:: BRIEF ::
Pick out each line in the items below that contains the string "pointer".

:: ENTRIES PROVIDED ::
===============

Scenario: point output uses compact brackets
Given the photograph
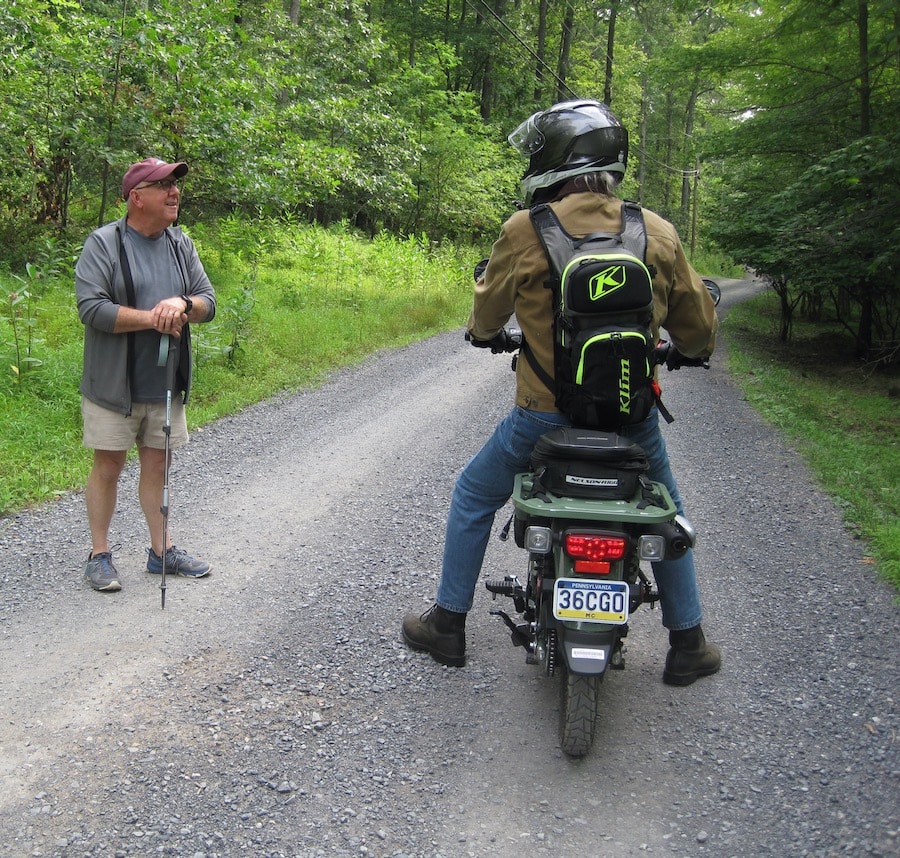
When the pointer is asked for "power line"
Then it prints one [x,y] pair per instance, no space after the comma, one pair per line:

===============

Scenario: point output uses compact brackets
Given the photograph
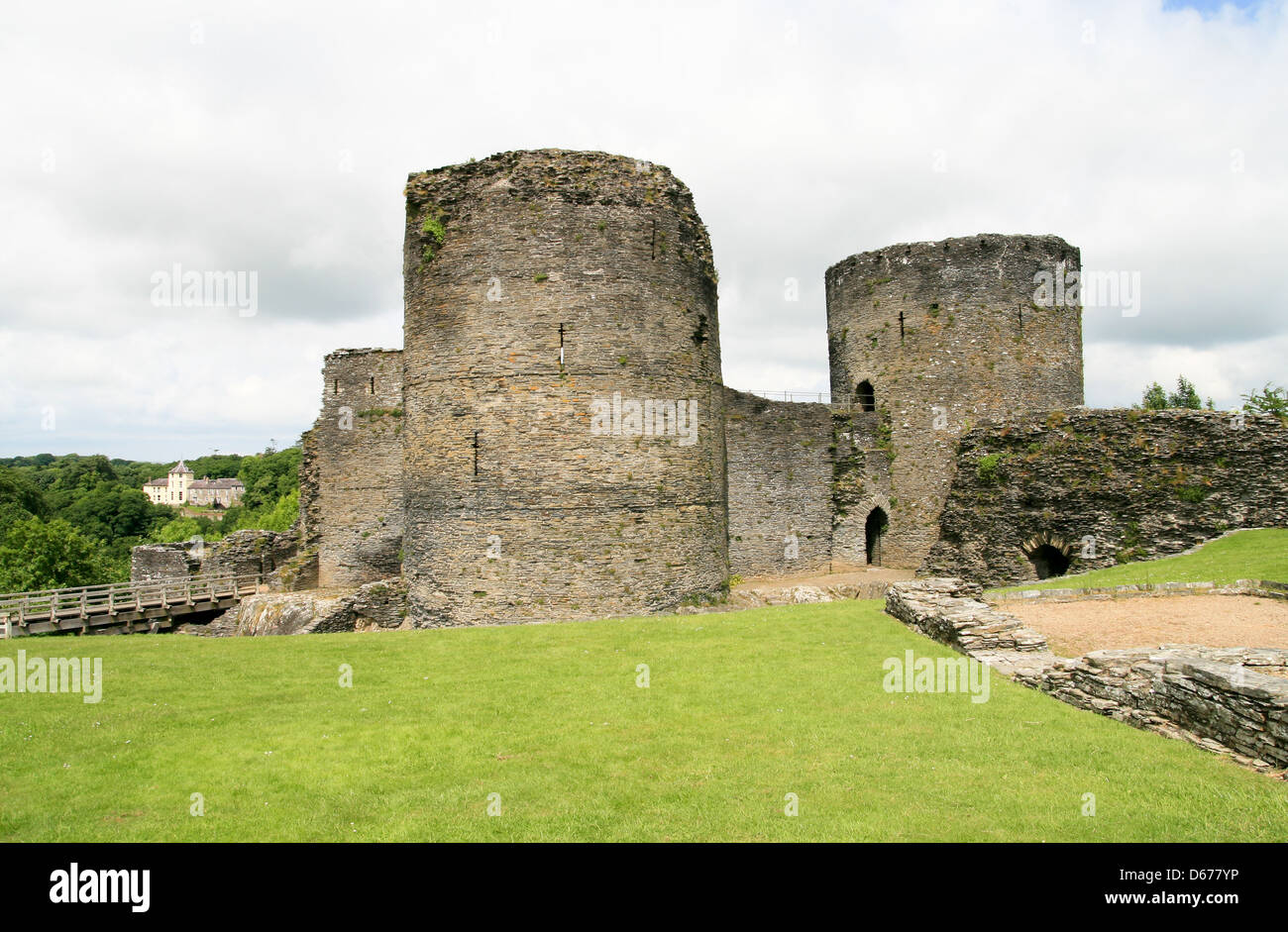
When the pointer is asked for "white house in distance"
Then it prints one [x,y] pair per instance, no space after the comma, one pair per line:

===============

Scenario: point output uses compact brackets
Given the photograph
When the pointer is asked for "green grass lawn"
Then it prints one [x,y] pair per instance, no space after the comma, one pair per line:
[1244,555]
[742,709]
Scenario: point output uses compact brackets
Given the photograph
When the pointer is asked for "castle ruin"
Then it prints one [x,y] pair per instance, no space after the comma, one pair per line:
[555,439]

===============

:: RIGHT ANSWER ::
When the pointer is asked for "power line"
When the pointer is asked for "white house in distance"
When the pointer is asked for "green grass lawn"
When the pointer is asked for "castle ruin"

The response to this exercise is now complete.